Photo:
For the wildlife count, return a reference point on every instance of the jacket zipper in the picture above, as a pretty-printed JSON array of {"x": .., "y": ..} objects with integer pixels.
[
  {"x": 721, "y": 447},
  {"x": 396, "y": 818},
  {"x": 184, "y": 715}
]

◆ GIVEN INSTRUCTION ◆
Rescale the entries above by restating them in full, requests included, with every x and y coordinate in the answers multiplied by 0.45 and rounded to the nearest integer, halves rounded up.

◆ IN RESPONSE ◆
Photo:
For the wildlife count, return a reference point on every instance of the jacket zipper in the picture above, as a pretty-printed JSON array of {"x": .., "y": ..} objects with integer pixels.
[
  {"x": 324, "y": 201},
  {"x": 178, "y": 368},
  {"x": 83, "y": 322}
]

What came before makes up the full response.